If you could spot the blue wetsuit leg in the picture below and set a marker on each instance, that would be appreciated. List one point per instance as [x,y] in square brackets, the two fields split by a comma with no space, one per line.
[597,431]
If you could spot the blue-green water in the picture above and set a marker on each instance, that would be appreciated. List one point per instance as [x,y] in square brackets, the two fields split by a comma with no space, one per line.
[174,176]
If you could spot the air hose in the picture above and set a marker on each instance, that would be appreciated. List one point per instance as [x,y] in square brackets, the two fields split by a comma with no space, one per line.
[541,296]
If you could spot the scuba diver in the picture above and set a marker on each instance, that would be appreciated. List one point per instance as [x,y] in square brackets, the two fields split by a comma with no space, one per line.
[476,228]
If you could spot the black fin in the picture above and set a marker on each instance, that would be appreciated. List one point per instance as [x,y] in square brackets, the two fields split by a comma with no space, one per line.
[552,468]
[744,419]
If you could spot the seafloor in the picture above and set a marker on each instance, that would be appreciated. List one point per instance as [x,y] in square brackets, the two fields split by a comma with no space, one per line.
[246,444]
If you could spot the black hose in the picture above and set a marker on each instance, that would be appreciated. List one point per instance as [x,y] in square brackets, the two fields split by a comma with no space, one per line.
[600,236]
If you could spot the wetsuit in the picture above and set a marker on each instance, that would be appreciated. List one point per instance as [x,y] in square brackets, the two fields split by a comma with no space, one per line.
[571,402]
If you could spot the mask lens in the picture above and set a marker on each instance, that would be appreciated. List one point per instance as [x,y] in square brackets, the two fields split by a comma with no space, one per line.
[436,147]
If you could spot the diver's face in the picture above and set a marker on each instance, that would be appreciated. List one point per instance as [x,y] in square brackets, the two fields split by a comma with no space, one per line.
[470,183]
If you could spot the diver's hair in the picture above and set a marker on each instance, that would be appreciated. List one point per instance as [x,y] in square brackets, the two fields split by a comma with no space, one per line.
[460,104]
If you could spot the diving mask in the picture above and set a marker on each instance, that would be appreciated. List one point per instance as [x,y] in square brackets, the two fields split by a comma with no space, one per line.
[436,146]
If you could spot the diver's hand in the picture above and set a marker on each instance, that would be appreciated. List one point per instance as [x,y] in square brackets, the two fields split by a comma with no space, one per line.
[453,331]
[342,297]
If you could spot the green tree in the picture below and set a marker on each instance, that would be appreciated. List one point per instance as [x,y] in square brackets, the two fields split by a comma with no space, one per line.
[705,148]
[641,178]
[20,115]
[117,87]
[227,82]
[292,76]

__________

Return the listing above in its exact form.

If you could spot the blue wetsuit leg in the picture below and set a marker on each instance, that would be appreciated. List one point per instance as [x,y] in square brackets, the two fields split by a comma with no space, one per line.
[597,431]
If you could spot the blue-green water in the picture above and set a marker on each instance, that would be appreciated. List one point per instance as [x,y] in square brackets, the two fields split by a comma with no space, one per line.
[174,176]
If you could spot the air hose in the picture above and set a marker on each instance, that would be appreciated. List one point per instance as [x,y] in square brackets, the two fields split by a comma with no space, one per line.
[541,296]
If you could spot the scuba diver in the picture above and set a marker on each instance, that would be appreciated. List one point per instance as [x,y] in square brackets, the two fields split by a comma with no space, one per line.
[476,228]
If you could spot the black fin in the picture above and set a marker on each instance, that would be appreciated. List one point per instance as [x,y] in square brackets, the two fields split by a comma with no space, one per line.
[552,468]
[744,419]
If you could spot the seafloor in the picture above and set a marker on each instance, that would be appreciated. List one point per instance as [x,y] in square brackets, the two fields split by a comma with no space, one per line.
[246,444]
If you could spot the black hose in the picture above and set a marker on each instance, that would be appreciated. List one point per instance as [x,y] in square brackets, the two fields split by a comma with no space, one per line.
[600,236]
If you could spot the wetsuit in the picture above and set a marker on each instance, that would be appreciated. List one point per instance as [x,y] in square brackets, the two fields split by a comma with no space, one per line.
[571,402]
If you could spot the mask lens in the picture above and set a marker on each instance, that would be appreciated. List one point per instance as [x,y] in square brackets, the two fields split by a comma with no space, one per line.
[436,147]
If you could spot the diver's face in the picture above and set a marker on each instance, that would be appreciated. List one point per instance as [x,y] in square brackets, the two fields split by a comma with no space, one per line.
[470,183]
If you could spot the diver's hair in the picture above and set a marker on each instance, that would be appreciated. List one point per instance as [x,y] in square brackets, the two fields split by a comma with no space, one per line.
[460,104]
If you could spot the diving mask in the picture above and set a marker on each instance, that would be appreciated. List one point per instance as [x,y] in square brackets, the two fields split by a comma with no space, one per line.
[436,146]
If you could spot the diver's hand in the picture above and set a marker on each instance, that would be appreciated. List one point per instance as [x,y] in square brackets, the two fields split by a comma with no space, one per line.
[453,331]
[342,297]
If you could spot the green tree in the picture below and set a marker on each instance, that would be appreciated. List one point per instance as [x,y] in square brackets, the two fields split by a comma with no space, one per line.
[705,148]
[641,178]
[20,115]
[117,87]
[227,82]
[292,76]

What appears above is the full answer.